Direction:
Output each of the following records again line for line, with nothing changed.

(Rows from a segmentation dataset)
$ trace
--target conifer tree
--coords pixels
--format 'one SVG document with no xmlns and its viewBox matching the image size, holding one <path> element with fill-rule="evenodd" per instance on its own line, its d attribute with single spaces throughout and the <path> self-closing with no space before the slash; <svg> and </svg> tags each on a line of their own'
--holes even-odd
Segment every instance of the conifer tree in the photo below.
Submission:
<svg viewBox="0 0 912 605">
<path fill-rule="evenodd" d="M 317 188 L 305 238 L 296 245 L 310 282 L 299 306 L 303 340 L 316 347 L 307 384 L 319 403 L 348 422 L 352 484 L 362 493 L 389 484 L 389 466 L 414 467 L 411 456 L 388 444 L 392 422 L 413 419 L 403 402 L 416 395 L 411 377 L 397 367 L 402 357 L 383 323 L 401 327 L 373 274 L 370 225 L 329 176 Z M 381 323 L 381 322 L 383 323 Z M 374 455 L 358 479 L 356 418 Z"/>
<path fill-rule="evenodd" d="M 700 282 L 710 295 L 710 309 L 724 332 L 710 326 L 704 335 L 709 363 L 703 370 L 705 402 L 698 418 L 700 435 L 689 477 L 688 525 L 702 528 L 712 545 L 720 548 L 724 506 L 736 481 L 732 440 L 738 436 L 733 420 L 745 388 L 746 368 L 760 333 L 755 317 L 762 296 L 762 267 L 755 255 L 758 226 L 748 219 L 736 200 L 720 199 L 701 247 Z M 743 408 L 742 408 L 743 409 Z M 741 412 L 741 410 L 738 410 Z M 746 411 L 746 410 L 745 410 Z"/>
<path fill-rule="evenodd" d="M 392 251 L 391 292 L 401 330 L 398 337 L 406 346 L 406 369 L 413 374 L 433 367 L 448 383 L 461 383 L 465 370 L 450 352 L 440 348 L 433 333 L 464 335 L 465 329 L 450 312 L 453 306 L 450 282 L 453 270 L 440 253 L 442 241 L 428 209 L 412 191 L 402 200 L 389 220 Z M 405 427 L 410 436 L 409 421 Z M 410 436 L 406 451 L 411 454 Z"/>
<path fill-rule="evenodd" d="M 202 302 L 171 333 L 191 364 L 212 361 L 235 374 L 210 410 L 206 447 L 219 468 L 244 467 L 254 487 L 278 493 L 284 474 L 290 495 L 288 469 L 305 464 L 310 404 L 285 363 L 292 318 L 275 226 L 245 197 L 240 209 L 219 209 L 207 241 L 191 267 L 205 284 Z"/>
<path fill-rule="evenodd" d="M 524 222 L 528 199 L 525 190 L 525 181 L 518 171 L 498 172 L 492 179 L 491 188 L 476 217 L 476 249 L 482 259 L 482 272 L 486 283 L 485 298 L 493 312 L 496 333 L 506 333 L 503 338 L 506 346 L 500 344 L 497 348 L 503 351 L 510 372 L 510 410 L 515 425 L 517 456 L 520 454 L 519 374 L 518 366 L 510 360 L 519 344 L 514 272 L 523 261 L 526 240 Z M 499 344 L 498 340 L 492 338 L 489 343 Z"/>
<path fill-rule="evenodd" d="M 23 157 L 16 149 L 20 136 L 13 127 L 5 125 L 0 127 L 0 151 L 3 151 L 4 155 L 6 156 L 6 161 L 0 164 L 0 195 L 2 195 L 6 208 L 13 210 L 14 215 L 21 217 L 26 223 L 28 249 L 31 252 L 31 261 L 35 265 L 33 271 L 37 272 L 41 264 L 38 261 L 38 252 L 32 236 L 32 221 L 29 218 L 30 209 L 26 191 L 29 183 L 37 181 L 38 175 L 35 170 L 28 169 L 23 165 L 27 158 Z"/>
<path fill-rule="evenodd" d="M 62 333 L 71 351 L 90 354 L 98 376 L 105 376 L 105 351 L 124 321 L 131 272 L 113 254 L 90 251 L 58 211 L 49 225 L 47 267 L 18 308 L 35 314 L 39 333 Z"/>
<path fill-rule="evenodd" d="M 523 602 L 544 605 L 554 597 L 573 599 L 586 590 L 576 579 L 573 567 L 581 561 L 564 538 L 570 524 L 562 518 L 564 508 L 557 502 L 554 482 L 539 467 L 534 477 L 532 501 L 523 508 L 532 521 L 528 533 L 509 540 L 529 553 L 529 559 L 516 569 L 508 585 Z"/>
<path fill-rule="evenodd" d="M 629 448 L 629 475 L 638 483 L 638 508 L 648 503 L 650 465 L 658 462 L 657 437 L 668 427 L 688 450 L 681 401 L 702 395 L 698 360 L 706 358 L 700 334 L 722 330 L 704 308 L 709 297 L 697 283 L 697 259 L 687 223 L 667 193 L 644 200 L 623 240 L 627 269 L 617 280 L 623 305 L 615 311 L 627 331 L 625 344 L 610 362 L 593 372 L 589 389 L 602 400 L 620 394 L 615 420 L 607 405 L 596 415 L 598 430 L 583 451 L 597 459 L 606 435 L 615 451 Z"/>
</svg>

Worked answer:
$ trace
--target conifer tree
--coords pixels
--format 'one SVG document with no xmlns and its viewBox matching the image size, holding one <path> element with fill-rule="evenodd" per instance on its own line, its d attribute with single spaces throughout and the <path> self-closing with no space before the slash; <svg> and </svg> tags each on a line of their own'
--holes even-odd
Segment every instance of the conifer tree in the photo below.
Submission:
<svg viewBox="0 0 912 605">
<path fill-rule="evenodd" d="M 317 188 L 305 238 L 296 245 L 310 282 L 299 306 L 303 340 L 316 347 L 307 384 L 319 403 L 348 422 L 352 484 L 362 493 L 389 484 L 389 466 L 414 467 L 411 456 L 388 444 L 392 422 L 413 419 L 403 402 L 416 395 L 411 377 L 397 367 L 402 357 L 383 323 L 401 327 L 373 274 L 370 225 L 329 176 Z M 381 323 L 381 322 L 383 323 Z M 374 455 L 358 479 L 356 418 Z"/>
<path fill-rule="evenodd" d="M 700 282 L 710 295 L 710 309 L 724 332 L 710 326 L 704 335 L 709 363 L 703 370 L 705 402 L 698 418 L 700 435 L 689 477 L 688 525 L 702 528 L 712 545 L 720 548 L 724 506 L 736 481 L 732 440 L 738 436 L 733 420 L 745 388 L 746 368 L 760 333 L 755 317 L 762 296 L 762 267 L 755 255 L 758 226 L 748 219 L 736 200 L 720 199 L 701 247 Z M 743 408 L 742 408 L 743 409 Z M 741 412 L 741 410 L 738 410 Z M 746 411 L 746 410 L 745 410 Z"/>
<path fill-rule="evenodd" d="M 392 251 L 391 292 L 401 330 L 398 337 L 406 346 L 406 369 L 413 374 L 433 367 L 448 383 L 461 383 L 465 370 L 450 352 L 440 348 L 433 333 L 464 335 L 465 329 L 450 312 L 453 306 L 450 282 L 453 270 L 440 253 L 442 241 L 428 209 L 412 191 L 402 200 L 389 220 Z M 405 427 L 410 436 L 409 421 Z M 410 436 L 406 451 L 411 454 Z"/>
<path fill-rule="evenodd" d="M 202 302 L 171 333 L 191 364 L 212 361 L 235 374 L 210 410 L 206 447 L 219 468 L 244 467 L 254 487 L 278 493 L 284 474 L 290 495 L 288 469 L 305 464 L 310 404 L 285 363 L 292 318 L 275 226 L 245 197 L 240 209 L 219 209 L 207 241 L 191 267 L 205 284 Z"/>
<path fill-rule="evenodd" d="M 524 222 L 528 199 L 525 190 L 525 181 L 518 171 L 498 172 L 492 179 L 491 188 L 476 217 L 476 249 L 482 259 L 482 272 L 486 283 L 485 298 L 493 312 L 496 333 L 506 333 L 503 338 L 506 346 L 500 344 L 497 348 L 503 351 L 510 372 L 510 410 L 515 425 L 517 456 L 520 454 L 519 374 L 518 366 L 510 360 L 519 344 L 514 272 L 523 261 L 526 240 Z M 499 344 L 498 340 L 492 338 L 489 343 Z"/>
<path fill-rule="evenodd" d="M 23 157 L 16 149 L 20 136 L 13 127 L 5 125 L 0 127 L 0 151 L 3 151 L 4 155 L 6 156 L 6 161 L 0 164 L 0 195 L 2 195 L 6 208 L 13 210 L 14 215 L 21 217 L 26 223 L 28 249 L 31 252 L 31 261 L 35 265 L 33 271 L 37 272 L 41 264 L 38 261 L 38 252 L 32 236 L 32 221 L 29 218 L 30 209 L 26 191 L 29 183 L 37 181 L 38 175 L 35 170 L 28 169 L 23 165 L 27 158 Z"/>
<path fill-rule="evenodd" d="M 62 333 L 71 351 L 90 354 L 98 376 L 105 376 L 105 351 L 124 321 L 131 272 L 113 254 L 90 251 L 58 211 L 49 225 L 47 267 L 18 308 L 35 314 L 39 333 Z"/>
<path fill-rule="evenodd" d="M 523 602 L 544 605 L 554 597 L 573 599 L 586 590 L 576 579 L 573 567 L 581 561 L 564 538 L 570 524 L 562 518 L 564 508 L 557 502 L 554 482 L 539 467 L 534 477 L 532 501 L 523 508 L 532 521 L 528 533 L 509 540 L 529 553 L 529 559 L 516 569 L 508 585 Z"/>
<path fill-rule="evenodd" d="M 629 448 L 629 475 L 638 483 L 638 508 L 648 503 L 650 465 L 658 462 L 657 437 L 668 427 L 688 450 L 681 401 L 702 395 L 698 360 L 706 358 L 700 334 L 722 330 L 704 308 L 709 297 L 697 283 L 697 259 L 687 223 L 667 193 L 644 200 L 623 240 L 627 269 L 617 280 L 623 305 L 615 311 L 627 331 L 625 344 L 610 362 L 593 372 L 589 389 L 602 400 L 620 394 L 615 420 L 607 405 L 596 415 L 598 430 L 583 451 L 597 459 L 606 435 L 615 451 Z"/>
</svg>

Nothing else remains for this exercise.